### Page text
This is evaluated as a Monte Carlo integration by selecting random values for the variables \(t_i\) and \(u_i\) between 0 and 1 and values for \(Q_i\) between \(q_i^{min}\) and \(q_i^{max}\). A simulated path is traced through the sample to enable the \(l_i^{\ max}\) values to be calculated. The path is traced by calculating the \(l_i\), \(\theta\) and \(\phi\) values as follows from the random variables. The code keeps a note of the start coordinates of the current path segment and updates it when moving to the next segment using these randomly selected lengths and directions:

\(l_i = -\frac{1}{\mu_T}ln(1-(1-e^{-\mu_T l_i^{\ max}})t_i)\)

\(\cos\theta_i = (k_i^2 + k_{i+1}^2 - Q_i^2)/2 k_i k_{i+1}\)

\(\phi_i = 2 \pi u_i\)

The final Monte Carlo integration that is actually performed by the code is as follows where N is the number of scenarios:

\[J_n = \frac{1}{N}\sum \frac{1-e^{-\mu_T l_1^{\ max}}}{\sigma_T} \prod\limits_{i=1}^{n-1}[\frac{(1-e^{-\mu_T l_{i+1}^{max}})}{\sigma_T} \frac{Q_i}{<Q S(Q, \omega)>} S(Q_i, \omega_i) \sigma_s(k_i)] e^{-\mu_T l_{out}} S(Q_n, \omega_n) \frac{\sigma_s}{4 \pi}\]

The purpose of replacing \(2 k^2\) with \(\int Q S(Q) dQ\) can now be seen because it avoids the need to multiply by an integration range across \(dQ\) when converting the integral to a Monte Carlo integration. This is useful in the inelastic version of this algorithm where the integration of the structure factor is over two dimensions \(Q\) and \(\omega\) and the area of \(Q\omega\) space that has been integrated over is less obvious.

This is similar to the formulation described in the Mancinelli paper except there is no random variable to decide whether a particular scattering event is coherent or incoherent.

The results for different \(\omega\) values can be calculated by simulating tracks separately for each \(\omega\) value or the same tracks can be reused with the multiple weights for the final track segment being calculated to achieve the required range of overall energy transfers. Discus used the latter approach which results in the results for different \(\omega\) being correlated. This choice is controlled using the “SimulateEnergiesIndependently” parameter

Importance Sampling

The algorithm includes an option to use importance sampling to improve the results for elastic instrument when running with S(Q) profiles containing spikes. Without this option enabled, the contribution from rare, high values in the structure factor is only visible at a very high number of scenarios.

The importance sampling is achieved using a further change of variables as follows:

\(v_i = P(Q_i) = \frac{I(Q_i)}{I(2k)}\) where \(I(x) = \int_{0}^{x} Q S(Q) dQ\)

With this approach the Q value for each segment is chosen as follows based on a \(v_i\) value randomly selected between 0 and 1:

\(Q_i = P^{-1}(v_i)\)

### Data provided

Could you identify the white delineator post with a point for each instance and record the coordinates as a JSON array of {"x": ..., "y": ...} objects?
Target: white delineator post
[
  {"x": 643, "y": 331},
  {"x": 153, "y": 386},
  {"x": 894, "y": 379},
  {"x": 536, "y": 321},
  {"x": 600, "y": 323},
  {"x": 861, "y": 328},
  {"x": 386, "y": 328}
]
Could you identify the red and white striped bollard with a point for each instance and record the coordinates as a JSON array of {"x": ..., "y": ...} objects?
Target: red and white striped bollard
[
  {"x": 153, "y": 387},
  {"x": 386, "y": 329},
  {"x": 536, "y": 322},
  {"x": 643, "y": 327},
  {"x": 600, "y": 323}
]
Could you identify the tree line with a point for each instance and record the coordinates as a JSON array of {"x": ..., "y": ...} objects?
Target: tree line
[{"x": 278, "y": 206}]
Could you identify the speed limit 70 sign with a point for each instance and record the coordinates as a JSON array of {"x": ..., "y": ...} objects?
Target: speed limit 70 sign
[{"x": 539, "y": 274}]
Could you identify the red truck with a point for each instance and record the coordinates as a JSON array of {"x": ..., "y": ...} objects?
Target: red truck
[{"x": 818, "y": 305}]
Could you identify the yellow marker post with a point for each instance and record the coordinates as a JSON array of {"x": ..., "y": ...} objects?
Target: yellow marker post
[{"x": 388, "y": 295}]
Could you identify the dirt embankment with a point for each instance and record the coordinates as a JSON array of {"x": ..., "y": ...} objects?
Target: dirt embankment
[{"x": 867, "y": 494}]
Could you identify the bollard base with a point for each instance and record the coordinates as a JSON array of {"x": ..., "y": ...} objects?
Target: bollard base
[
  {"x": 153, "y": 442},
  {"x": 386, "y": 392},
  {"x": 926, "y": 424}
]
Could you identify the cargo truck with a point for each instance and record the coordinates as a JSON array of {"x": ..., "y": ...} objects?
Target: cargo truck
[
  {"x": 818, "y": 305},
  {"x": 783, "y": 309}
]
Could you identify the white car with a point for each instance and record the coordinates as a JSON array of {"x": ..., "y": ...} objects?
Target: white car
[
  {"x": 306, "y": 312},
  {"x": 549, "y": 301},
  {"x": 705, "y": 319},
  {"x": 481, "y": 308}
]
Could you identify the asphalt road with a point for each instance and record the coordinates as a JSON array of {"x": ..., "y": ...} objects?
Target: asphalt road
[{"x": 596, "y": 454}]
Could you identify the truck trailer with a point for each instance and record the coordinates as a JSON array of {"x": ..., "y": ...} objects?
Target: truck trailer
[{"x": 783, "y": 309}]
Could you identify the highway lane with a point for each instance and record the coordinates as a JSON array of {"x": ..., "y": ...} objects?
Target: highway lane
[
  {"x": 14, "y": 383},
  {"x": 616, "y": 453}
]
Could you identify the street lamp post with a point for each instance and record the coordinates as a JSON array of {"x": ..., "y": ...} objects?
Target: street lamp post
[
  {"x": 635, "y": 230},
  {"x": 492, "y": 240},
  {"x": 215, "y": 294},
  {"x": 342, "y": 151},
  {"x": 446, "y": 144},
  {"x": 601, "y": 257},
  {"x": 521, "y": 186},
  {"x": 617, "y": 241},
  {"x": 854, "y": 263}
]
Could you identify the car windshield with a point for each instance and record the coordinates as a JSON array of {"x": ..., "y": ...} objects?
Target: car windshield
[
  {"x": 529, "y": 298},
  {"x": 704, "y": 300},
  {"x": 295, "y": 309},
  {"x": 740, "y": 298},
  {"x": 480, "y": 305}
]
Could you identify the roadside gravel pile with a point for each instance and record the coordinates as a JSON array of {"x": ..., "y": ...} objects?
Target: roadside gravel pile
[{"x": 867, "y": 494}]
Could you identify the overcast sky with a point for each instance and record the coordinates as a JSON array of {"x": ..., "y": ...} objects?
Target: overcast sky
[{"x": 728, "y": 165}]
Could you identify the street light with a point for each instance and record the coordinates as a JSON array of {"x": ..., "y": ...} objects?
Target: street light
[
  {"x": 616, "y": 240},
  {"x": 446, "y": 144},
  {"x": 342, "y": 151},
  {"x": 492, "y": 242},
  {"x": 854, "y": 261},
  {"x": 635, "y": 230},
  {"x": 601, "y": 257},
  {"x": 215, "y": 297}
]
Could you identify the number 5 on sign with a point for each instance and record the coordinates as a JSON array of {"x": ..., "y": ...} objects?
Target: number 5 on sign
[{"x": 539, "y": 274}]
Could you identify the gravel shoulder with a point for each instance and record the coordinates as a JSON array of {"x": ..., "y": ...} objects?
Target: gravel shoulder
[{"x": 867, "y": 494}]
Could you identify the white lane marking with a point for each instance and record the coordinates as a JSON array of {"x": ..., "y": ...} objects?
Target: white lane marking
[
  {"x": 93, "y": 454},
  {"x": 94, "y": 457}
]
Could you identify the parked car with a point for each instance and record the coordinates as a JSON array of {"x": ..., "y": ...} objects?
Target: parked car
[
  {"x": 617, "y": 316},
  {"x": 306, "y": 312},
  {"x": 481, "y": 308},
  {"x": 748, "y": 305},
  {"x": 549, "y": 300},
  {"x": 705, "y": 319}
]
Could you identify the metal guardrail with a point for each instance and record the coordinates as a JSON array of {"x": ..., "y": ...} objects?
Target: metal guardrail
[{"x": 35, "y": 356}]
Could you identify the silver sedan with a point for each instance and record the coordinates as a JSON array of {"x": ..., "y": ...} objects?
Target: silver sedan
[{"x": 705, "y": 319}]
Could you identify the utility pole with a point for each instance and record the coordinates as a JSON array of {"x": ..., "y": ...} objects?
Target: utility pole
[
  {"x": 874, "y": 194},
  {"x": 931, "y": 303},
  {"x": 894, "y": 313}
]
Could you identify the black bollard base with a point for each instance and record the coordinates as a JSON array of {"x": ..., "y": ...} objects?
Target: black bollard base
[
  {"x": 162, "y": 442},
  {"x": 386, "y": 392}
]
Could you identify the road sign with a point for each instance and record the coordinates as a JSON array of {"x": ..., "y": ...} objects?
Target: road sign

### Challenges
[1] Write out the part of the Monte Carlo scattering passage starting at "The results for different \(\omega\) values" and ending at "number of scenarios.".
[2] Extend the Monte Carlo scattering passage, picking up after its final line.

### Responses for each task
[1]
The results for different \(\omega\) values can be calculated by simulating tracks separately for each \(\omega\) value or the same tracks can be reused with the multiple weights for the final track segment being calculated to achieve the required range of overall energy transfers. Discus used the latter approach which results in the results for different \(\omega\) being correlated. This choice is controlled using the “SimulateEnergiesIndependently” parameter

Importance Sampling

The algorithm includes an option to use importance sampling to improve the results for elastic instrument when running with S(Q) profiles containing spikes. Without this option enabled, the contribution from rare, high values in the structure factor is only visible at a very high number of scenarios.

[2]
\(\cos\theta_i\) is determined from \(Q_i\) as before. The change of variables gives the following integral for \(J_n\):

\[ \begin{align}\begin{aligned}J_n = \frac{1}{A} \int dS \int_{0}^{1} dt_1 \frac{1-e^{-\mu_T l_1^{\ max}}}{\sigma_T} \prod\limits_{i=1}^{n-1}[\int_{0}^{1} dt_{i+1} \int_{0}^{1} dv_i \frac{I(2k)}{2k^2} \sigma_s \int_{0}^{1} du_i \frac{(1-e^{-\mu_T l_{i+1}^{max}})}{\sigma_T}] e^{-\mu_T l_{out}} S(Q_n) \frac{\sigma_s}{4 \pi}\\J_n = \frac{1}{A} \int dS \int_{0}^{1} dt_1 \frac{1-e^{-\mu_T l_1^{\ max}}}{\sigma_T} \prod\limits_{i=1}^{n-1}[\int_{0}^{1} dt_{i+1} \int_{0}^{1} dv_i \sigma_s(k) \int_{0}^{1} du_i \frac{(1-e^{-\mu_T l_{i+1}^{max}})}{\sigma_T}] e^{-\mu_T l_{out}} S(Q_n) \frac{\sigma_s}{4 \pi}\end{aligned}\end{align} \]

Finally, the equivalent Monte Carlo integration that the algorithm performs with importance sampling enabled is:

\[J_n = \frac{1}{N}\sum \frac{1-e^{-\mu_T l_1^{\ max}}}{\sigma_T} \prod\limits_{i=1}^{n-1}[\sigma_s(k) \frac{(1-e^{-\mu_T l_{i+1}^{max}})}{\sigma_T}] e^{-\mu_T l_{out}} S(Q_n) \frac{\sigma_s}{4 \pi}\]

The importance sampling has also been implemented for inelastic instruments by flatting out the 2D \(S(Q, \omega)\) profile into a 1D array. A 1D coordinate is created which is the actual Q value added onto the maximum Q from the preceding \(\omega\) row: \(Q'(Q,\omega_i) = Q + Q_{max}(\omega_{i-1})\) With this approach there is no interpolation performed between different \(\omega\) values. It’s not clear whether the importance sampling is useful for inelastic calculations since the area where the multiple scattering correction tends to be largest relative to the signal is away from the peak in \(S(Q, \omega)\).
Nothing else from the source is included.